And Justice For All?
As more foreign plaintiffs seek U.S. trials, legal boundaries are blurring

Windridge Pig Farm is based in New South Wales, Australia. The headquarters of F. Hoffmann-La Roche Ltd. (RHHVF ) is in Basel, Switzerland. So when Windridge and 11 other foreign companies filed a class action against Hoffmann-La Roche and more than three dozen overseas manufacturers of livestock vitamins for price-fixing in 2000, where was the case filed? In Washington, D.C.


As globalism becomes a fact of life, U.S. courts fast are becoming the forum of choice for victims abroad. Product-liability suits, civil antitrust claims, and human rights cases filed by overseas plaintiffs and based on alleged misdeeds that occurred outside of the U.S. all appear to be on the rise. Mexicans and Venezuelans, for example, have filed hundreds of lawsuits in the U.S. against Bridgestone/Firestone involving tires made, sold, and used in those countries. Although precise numbers are hard to come by, there are fears that the wave of foreign litigation could overburden American courts and expose companies to wider liability. "If anybody can sue in the U.S., it's a step in the direction of the U.S. becoming a world court," says former Federal Trade Commission Chairman Robert Pitofsky, a member of Hoffmann-La Roche's legal team.

But consumer activists, human-rights groups, and some businesspeople praise the development. Compared with their foreign counterparts, U.S. courts are transparent, efficient, and effective. They are the only available venues for certain types of consumer protection and corporate malfeasance claims. "The real question is how do we make multinational companies accountable for their actions," says former World Bank chief economist Joseph E. Stiglitz, who has filed an animus brief against Hoffmann-La Roche.

====================

Brief A
Name every company identified by name in the article on foreign plaintiffs suing in U.S. courts.
Brief B
Carry on the article on foreign plaintiffs suing in U.S. courts, picking up right after its final sentence.

Point annotations for photos
====================

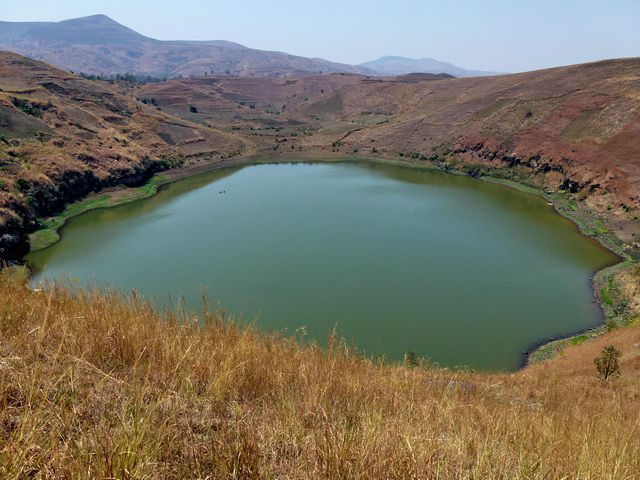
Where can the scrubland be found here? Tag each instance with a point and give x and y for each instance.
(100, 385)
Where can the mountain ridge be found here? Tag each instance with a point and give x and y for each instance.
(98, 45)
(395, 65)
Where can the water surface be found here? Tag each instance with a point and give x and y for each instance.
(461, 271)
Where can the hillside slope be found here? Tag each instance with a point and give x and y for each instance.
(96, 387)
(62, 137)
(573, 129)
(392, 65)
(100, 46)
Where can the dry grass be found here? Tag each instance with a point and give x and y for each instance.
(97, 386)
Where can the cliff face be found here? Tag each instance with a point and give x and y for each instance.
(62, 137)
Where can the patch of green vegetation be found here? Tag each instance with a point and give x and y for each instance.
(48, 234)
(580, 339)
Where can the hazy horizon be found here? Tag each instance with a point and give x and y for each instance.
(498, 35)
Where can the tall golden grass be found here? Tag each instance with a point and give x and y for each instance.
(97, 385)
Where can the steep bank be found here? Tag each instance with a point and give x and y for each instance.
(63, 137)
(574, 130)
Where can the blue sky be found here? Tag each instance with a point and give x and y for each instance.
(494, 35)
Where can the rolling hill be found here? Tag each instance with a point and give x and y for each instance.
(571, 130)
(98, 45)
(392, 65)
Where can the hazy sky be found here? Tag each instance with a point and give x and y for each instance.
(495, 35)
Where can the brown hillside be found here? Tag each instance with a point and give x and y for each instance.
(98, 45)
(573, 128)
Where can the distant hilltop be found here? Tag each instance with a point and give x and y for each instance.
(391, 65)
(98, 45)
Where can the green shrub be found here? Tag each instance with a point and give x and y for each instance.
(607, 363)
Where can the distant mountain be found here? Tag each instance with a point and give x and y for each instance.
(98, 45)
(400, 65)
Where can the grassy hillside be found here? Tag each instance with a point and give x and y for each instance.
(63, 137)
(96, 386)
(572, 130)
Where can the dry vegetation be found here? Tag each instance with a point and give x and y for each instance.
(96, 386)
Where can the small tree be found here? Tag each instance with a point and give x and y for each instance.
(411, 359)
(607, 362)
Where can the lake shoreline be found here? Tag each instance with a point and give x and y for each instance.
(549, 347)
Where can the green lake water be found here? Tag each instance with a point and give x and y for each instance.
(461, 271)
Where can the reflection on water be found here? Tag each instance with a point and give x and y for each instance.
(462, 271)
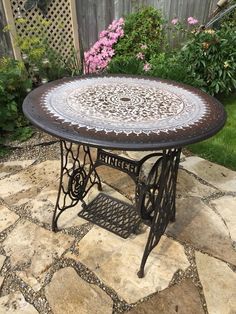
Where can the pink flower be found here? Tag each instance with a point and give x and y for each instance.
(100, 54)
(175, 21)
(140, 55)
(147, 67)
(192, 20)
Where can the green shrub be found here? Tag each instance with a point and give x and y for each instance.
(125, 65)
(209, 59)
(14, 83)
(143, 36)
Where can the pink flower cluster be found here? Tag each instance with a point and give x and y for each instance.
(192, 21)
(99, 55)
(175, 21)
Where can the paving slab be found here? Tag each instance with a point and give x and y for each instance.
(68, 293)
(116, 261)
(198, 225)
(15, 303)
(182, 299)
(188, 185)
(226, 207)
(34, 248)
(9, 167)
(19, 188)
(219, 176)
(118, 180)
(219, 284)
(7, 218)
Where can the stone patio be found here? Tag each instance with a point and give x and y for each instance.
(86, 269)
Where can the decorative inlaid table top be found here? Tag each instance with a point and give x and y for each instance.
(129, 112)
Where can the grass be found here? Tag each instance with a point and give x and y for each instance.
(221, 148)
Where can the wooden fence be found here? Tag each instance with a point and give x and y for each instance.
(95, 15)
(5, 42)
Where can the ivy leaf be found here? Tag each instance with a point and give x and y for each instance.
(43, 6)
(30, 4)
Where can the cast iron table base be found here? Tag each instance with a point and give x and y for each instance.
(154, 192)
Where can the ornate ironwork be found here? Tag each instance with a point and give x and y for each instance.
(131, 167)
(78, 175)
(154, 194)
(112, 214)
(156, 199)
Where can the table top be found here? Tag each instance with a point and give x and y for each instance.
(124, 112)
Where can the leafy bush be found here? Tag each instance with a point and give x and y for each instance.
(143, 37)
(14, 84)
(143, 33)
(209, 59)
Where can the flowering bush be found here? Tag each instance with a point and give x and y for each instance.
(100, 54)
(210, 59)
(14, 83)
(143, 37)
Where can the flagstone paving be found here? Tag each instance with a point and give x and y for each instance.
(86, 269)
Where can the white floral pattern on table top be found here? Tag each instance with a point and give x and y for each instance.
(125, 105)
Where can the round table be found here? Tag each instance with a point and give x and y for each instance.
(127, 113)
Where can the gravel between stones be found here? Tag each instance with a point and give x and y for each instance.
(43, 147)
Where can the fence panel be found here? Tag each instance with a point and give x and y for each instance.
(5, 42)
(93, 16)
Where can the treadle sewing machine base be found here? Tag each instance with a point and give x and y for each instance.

====================

Expected output A
Windridge Pig Farm, F. Hoffmann-La Roche Ltd., Bridgestone/Firestone

Expected output B
CARTEL PROFITS. Now the U.S. Supreme Court is weighing in on the debate. On Apr. 27, the high court will hear arguments about whether the vitamin price-fixing lawsuit, F. Hoffmann-La Roche Ltd. v. Empagran, should proceed before an American judge. It is one of a trio of cases this term focusing on the issue of how far domestic courts should wade into international disputes. The U.S. Chamber of Commerce, which has filed briefs in all three, is asking the court to sharply curtail access to the American legal system.

In the livestock vitamin price-fixing case, Windridge and its supporters argue that the U.S. legal system is the only one in the world with sufficiently robust antitrust laws to deter global price-fixing. They note that Hoffmann-La Roche and other cartel members earned more than $10 billion in profits from their allegedly illegal activities but have paid out less than $5 billion in penalties worldwide -- hardly a disincentive to future misdeeds. The triple damages available in U.S. courts for price-fixing could right this imbalance, says Stiglitz.

Meanwhile, Britain and six other foreign governments have filed briefs favoring Hoffmann-La Roche. They accuse the U.S. of meddling in their domestic affairs. And the U.S. Justice Dept., which has also filed a brief against the plaintiffs, says the threat of civil litigation in the U.S. makes it harder to win cooperation from foreign companies in antitrust investigations. Why blow the whistle on a cartel if doing so exposes you to triple damages?

POLICING COMPANIES. Equally important to Corporate America is Sosa v. Alvarez-Machain, the Supreme Court's first attempt to define the scope of the 1789 Alien Tort Claims Act (ATCA). While Sosa involves a claim by a Mexican citizen who says that he was falsely arrested by the Drug Enforcement Administration, the ruling could have repercussions for business. In recent years, human rights activists have begun using the ATCA to police corporate conduct that violates international law. Unocal Corp. (UCL ), for instance, has been targeted for allegedly using slave labor in Burma in cahoots with that country's military rulers. Dozens of similar cases have been filed against other companies. Oral arguments in Sosa took place on Mar. 30.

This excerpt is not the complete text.